* [Directives]:
1. From the partitioning text, extract the stretch from "In addition to" through "16 GB of RAM.".
2. According to the partitioning text, why is partitioning not recommended on a server with less than 16 GB of RAM? Answer in one to three sentences.
3. Continue the partitioning text from its last sentence.

Additional benefits of horizontal partitioning include the ability to set specific filegroups to read-only. By mapping partitions containing older data to read-only filegroups, you can be assured that this data is unchangeable without affecting your ability to insert new rows. In addition, you could exclude the read-only filegroups from regular backups. Finally, during a restore, filegroups containing the most recent data could be restored first, allowing new transactions to be recorded faster than if the entire database would need to be restored.

In addition to horizontal table partitioning, SQL Server also supports index partitioning. A partitioned index is said to be aligned with the table if they are partitioned in the same number of partitions using the same column and boundary values. When a partitioned index is aligned, you can direct index maintenance operations to a specific partition. This can significantly speed up the maintenance operation compared to rebuilding the index for the entire table. On the other hand, if the entire index needs to be rebuilt, SQL Server will attempt to do so in a parallel fashion. Rebuilding multiple indexes simultaneously will create memory pressure. Because of this concern, we recommend that you do not use partitioning on a server with less than 16 GB of RAM.

You might benefit from creating a partitioned index without partitioning the table. You can still use this nonaligned index to improve query efficiency if only one or a few of the index partitions need to be used. In this case, you will also use the index’ partition key in the WHERE clause to gain the performance benefit of eliminating partitions.

Defining partitions and partitioning a table

We now demonstrate how to create a partitioned table. Three database objects are involved in defining partitions and partitioning a table:

A partition function, which defines the number of partitions and the boundary values
A partition scheme, which defines on which filegroup each partition is placed
The partitioned table

NOTE

For brevity, the following script does not show the creation of the database with the filegroups and files necessary to support the partition scheme. The sample script included with the book downloads does include the CREATE DATABASE statement.

* [Given entries]:
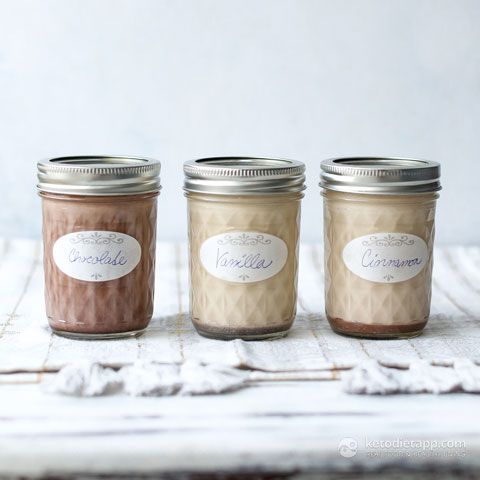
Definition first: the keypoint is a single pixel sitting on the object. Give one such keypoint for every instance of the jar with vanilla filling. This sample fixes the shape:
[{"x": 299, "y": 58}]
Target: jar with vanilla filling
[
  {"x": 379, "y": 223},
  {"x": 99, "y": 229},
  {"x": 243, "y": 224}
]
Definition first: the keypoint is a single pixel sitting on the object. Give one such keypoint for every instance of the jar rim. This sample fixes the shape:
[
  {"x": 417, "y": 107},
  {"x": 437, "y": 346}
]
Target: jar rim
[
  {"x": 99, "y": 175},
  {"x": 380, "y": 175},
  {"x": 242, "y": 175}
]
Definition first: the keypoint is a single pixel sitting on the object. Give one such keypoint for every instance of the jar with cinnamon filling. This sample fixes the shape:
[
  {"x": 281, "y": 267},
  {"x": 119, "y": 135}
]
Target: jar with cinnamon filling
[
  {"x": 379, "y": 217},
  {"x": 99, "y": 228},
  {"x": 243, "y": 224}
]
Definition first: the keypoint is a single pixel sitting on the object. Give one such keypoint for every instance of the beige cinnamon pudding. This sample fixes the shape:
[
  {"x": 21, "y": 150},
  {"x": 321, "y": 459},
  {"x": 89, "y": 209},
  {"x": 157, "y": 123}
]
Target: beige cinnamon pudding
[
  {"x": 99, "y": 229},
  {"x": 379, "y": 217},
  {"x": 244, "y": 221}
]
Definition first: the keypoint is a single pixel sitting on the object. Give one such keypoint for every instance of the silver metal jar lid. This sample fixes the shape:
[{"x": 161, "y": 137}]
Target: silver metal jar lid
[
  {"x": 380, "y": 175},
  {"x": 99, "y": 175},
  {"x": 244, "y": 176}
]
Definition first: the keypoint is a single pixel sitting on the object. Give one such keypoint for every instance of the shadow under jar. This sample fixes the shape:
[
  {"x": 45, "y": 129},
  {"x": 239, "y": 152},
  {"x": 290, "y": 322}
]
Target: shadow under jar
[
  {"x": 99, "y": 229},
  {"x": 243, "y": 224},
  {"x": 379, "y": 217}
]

---

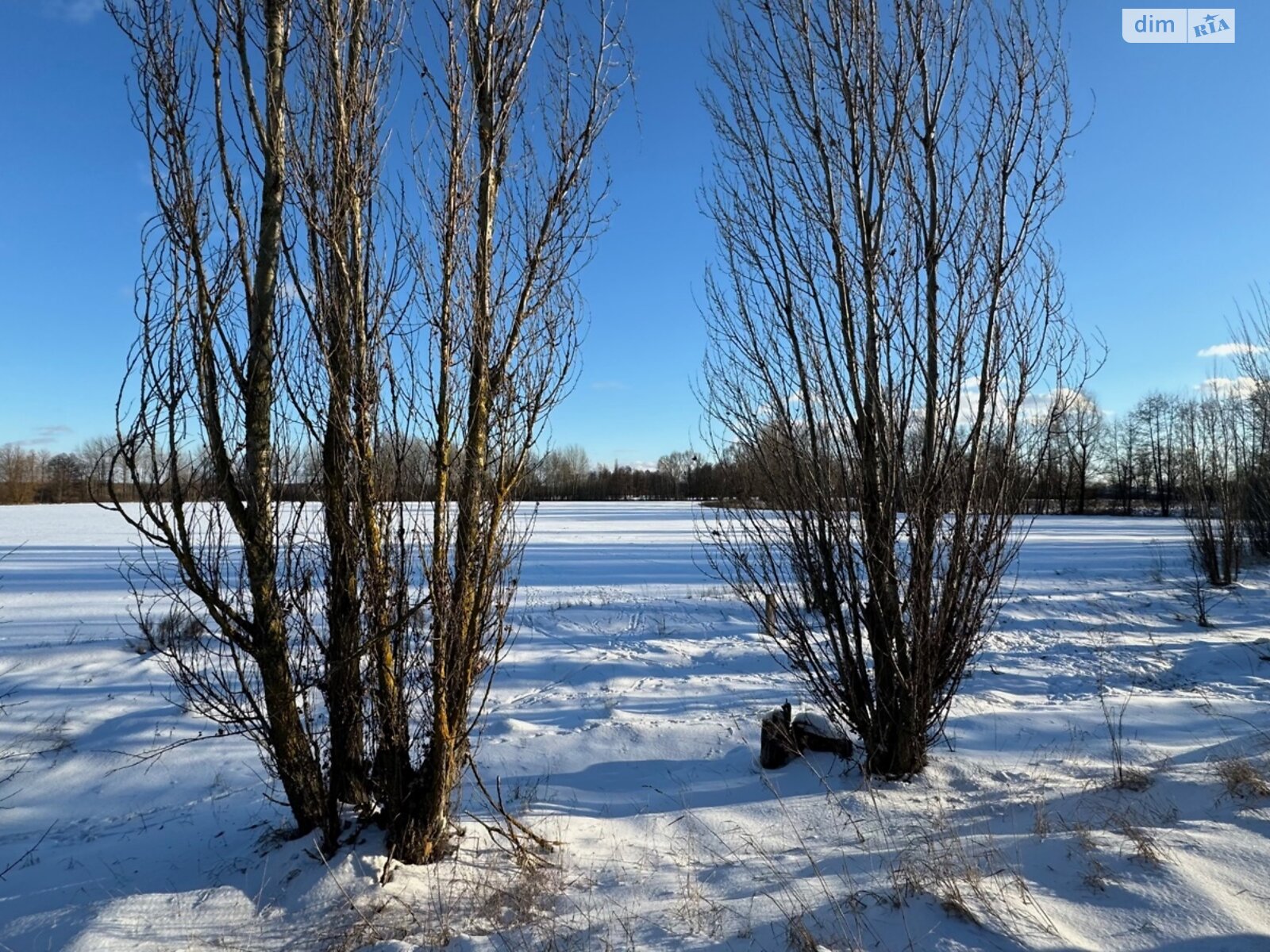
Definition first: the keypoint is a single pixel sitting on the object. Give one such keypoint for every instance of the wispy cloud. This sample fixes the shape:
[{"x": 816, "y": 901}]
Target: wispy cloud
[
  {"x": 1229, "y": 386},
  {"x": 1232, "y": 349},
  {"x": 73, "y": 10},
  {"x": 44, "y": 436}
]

* [Exercise results]:
1.
In addition to horizontal table partitioning, SQL Server also supports index partitioning. A partitioned index is said to be aligned with the table if they are partitioned in the same number of partitions using the same column and boundary values. When a partitioned index is aligned, you can direct index maintenance operations to a specific partition. This can significantly speed up the maintenance operation compared to rebuilding the index for the entire table. On the other hand, if the entire index needs to be rebuilt, SQL Server will attempt to do so in a parallel fashion. Rebuilding multiple indexes simultaneously will create memory pressure. Because of this concern, we recommend that you do not use partitioning on a server with less than 16 GB of RAM.

2. When an entire partitioned index must be rebuilt, SQL Server tries to do so in parallel. Rebuilding multiple indexes at the same time creates memory pressure, so a server with less than 16 GB of RAM is not recommended for partitioning.

3.
Click here to view code image

-- Create a partition function for February 1, 2017 through January 1, 2018
CREATE PARTITION FUNCTION MonthPartitioningFx (datetime2)
    -- Store the boundary values in the right partition
    AS RANGE RIGHT
    -- Each month is defined by its first day (the boundary value)
    FOR VALUES ('20170201', '20170301', '20170401',
        '20170501', '20170601', '20170701', '20170801',
        '20170901', '20171001', '20171101', '20171201', '20180101');
-- Create a partition scheme using the partition function
-- Place each trimester on its own partition
-- The most recent of the 13 months goes in the latest partition
CREATE PARTITION SCHEME MonthPartitioningScheme
    AS PARTITION MonthPartitioningFx
    TO (FILEGROUP2, FILEGROUP2, FILEGROUP2, FILEGROUP2,
        FILEGROUP3, FILEGROUP3, FILEGROUP3, FILEGROUP3,
        FILEGROUP4, FILEGROUP4, FILEGROUP4, FILEGROUP4, FILEGROUP4);

If you visualize the table data as being sorted by the partition key in ascending order, the left partition is the partition that is on top. When defining a partition function, you indicate whether the boundary value—in our example, the first day of each month—will be stored in the partition on the left (which is the default), or the partition on the right (as specified in the sample).

Figure 8-4 shows the relationship between the partition function and the partition scheme. The partition function created 13 partitions using 12 boundary values. The partition scheme directed these 13 partitions to three filegroups by specifying each filegroup four times, and the last filegroup five times because it will hold the last partition.

Figure 8-4 The relationship between the partition function and the partition scheme, and the filegroups on which the partitions will be stored.

Partition design guidelines

When designing partitions, keep the following guidelines in mind, though also keep in mind that your mileage may vary:

The number of parallel operations that can be run depends on the number of processor cores in the system. Using more partitions than processor cores will limit the number of partitions that will be processed in parallel. So, even though SQL Server now supports up to 15,000 partitions, on a system with 12 processor cores, at most 12 partitions will be processed in parallel.
Choose the partition key based on the column’s values growing. This could be a date value or an incrementing identity column. The goal is to always have new rows added to the right-most partition.
The selected partition key should be immutable, meaning that there should be no business reason for this key value to change. A narrow data type is preferable over a wide data type.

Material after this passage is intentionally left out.